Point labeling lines
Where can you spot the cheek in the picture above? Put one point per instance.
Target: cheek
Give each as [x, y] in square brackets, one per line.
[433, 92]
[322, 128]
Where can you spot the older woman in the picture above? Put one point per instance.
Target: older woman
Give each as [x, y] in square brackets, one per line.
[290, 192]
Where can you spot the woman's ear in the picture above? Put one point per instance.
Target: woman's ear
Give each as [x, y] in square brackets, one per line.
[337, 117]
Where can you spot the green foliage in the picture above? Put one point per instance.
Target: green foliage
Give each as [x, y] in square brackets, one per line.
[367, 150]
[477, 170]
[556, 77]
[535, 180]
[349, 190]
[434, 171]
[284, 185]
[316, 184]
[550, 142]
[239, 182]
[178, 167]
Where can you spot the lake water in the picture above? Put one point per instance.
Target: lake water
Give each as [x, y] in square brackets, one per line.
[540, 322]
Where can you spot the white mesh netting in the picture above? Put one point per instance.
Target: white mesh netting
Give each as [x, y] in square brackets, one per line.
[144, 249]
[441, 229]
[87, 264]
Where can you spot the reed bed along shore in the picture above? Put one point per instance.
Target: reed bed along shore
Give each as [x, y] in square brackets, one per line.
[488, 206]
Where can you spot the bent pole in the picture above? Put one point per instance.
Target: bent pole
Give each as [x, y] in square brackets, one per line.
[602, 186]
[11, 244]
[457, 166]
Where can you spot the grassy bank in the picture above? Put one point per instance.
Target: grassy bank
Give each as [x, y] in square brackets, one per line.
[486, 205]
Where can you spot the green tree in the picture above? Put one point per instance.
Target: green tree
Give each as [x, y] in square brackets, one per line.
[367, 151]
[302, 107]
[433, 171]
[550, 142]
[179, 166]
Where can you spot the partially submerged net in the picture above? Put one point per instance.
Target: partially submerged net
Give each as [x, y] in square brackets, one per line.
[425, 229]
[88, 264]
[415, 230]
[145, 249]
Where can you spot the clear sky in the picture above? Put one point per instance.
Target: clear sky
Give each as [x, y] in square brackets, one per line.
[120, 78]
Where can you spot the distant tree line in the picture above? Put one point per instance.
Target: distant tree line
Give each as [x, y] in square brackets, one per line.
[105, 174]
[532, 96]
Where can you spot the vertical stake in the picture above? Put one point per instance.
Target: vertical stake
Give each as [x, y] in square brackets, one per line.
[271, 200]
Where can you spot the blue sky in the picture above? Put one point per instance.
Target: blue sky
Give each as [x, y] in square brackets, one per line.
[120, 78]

• _Description of the task_:
Rewrite the lines above as a Markdown table with two columns, Row and Line, numbering each line in order and omitting blank lines.

• _Exercise solution_:
| Row | Line |
|---|---|
| 1 | Where can you spot the cheek in the picture above? Put one point per instance. |
| 2 | Target: cheek |
| 3 | Give each as [x, y] in square brackets, one per line. |
| 4 | [433, 92] |
| 5 | [322, 128] |
| 6 | Where can you spot the older woman in the picture above? Put one point per instance. |
| 7 | Target: older woman |
| 8 | Give each as [x, y] in square brackets, one per line. |
| 9 | [290, 192] |
| 10 | Where can you spot the woman's ear in the picture above? Put one point per instance. |
| 11 | Target: woman's ear |
| 12 | Give each as [x, y] in square brackets, one per line. |
| 13 | [337, 117] |
| 14 | Where can you spot the green foliage in the picture above? Put one point per instance. |
| 15 | Target: green foliage |
| 16 | Give each as [x, y] in square brackets, one per line. |
| 17 | [367, 150] |
| 18 | [477, 170] |
| 19 | [556, 77] |
| 20 | [535, 180] |
| 21 | [349, 190] |
| 22 | [434, 171] |
| 23 | [284, 185] |
| 24 | [316, 184] |
| 25 | [550, 142] |
| 26 | [239, 182] |
| 27 | [178, 167] |
| 28 | Where can you spot the lake water in the picture above? Put one point per instance. |
| 29 | Target: lake water |
| 30 | Give each as [x, y] in square brackets, one per line. |
| 31 | [540, 322] |
| 32 | Where can you spot the white mesh netting in the picture above? Put one point per instance. |
| 33 | Target: white mesh netting |
| 34 | Give each as [x, y] in square brackets, one per line. |
| 35 | [144, 249] |
| 36 | [441, 229] |
| 37 | [87, 264] |
| 38 | Where can you spot the reed bed along shore in the picture above? Put one point per instance. |
| 39 | Target: reed bed along shore |
| 40 | Give each as [x, y] in square brackets, one per line. |
| 41 | [488, 206] |
| 42 | Where can you spot the bent pole in the picture above? Put one point per instance. |
| 43 | Target: bent pole |
| 44 | Give each as [x, y] in square brackets, one per line. |
| 45 | [602, 186] |
| 46 | [11, 244] |
| 47 | [457, 166] |
| 48 | Where can you spot the grassy bank in the picture above? Put one point per instance. |
| 49 | Target: grassy bank |
| 50 | Give each as [x, y] in square brackets, one per line. |
| 51 | [486, 205] |
| 52 | Where can you spot the green tree in the picture above? Put one point per instance. |
| 53 | Target: green tree |
| 54 | Give each as [x, y] in square brackets, one per line. |
| 55 | [367, 151] |
| 56 | [302, 107] |
| 57 | [433, 171] |
| 58 | [550, 142] |
| 59 | [179, 166] |
| 60 | Where can you spot the partially submerged net in the picture above? Put one point per instance. |
| 61 | Target: partially submerged net |
| 62 | Give each as [x, y] in square brackets, one per line. |
| 63 | [425, 229] |
| 64 | [88, 264] |
| 65 | [415, 230] |
| 66 | [145, 249] |
| 67 | Where can you spot the clear sky in the picture above? Put one point per instance. |
| 68 | Target: clear sky |
| 69 | Give each as [x, y] in square brackets, one per line. |
| 70 | [120, 78] |
| 71 | Where can you spot the distant tree line in the picture above? Put one point per instance. |
| 72 | Target: distant tree line |
| 73 | Give each as [x, y] in square brackets, one per line. |
| 74 | [105, 174] |
| 75 | [532, 96] |
| 76 | Where can you spot the vertical stake in the picture above? Put one point per instance. |
| 77 | Target: vertical stake |
| 78 | Give each as [x, y] in square brackets, one per line. |
| 79 | [271, 200] |
| 80 | Where can you spot the blue sky in the picture above? Put one point per instance. |
| 81 | Target: blue sky |
| 82 | Give each as [x, y] in square brackets, one per line. |
| 83 | [120, 78] |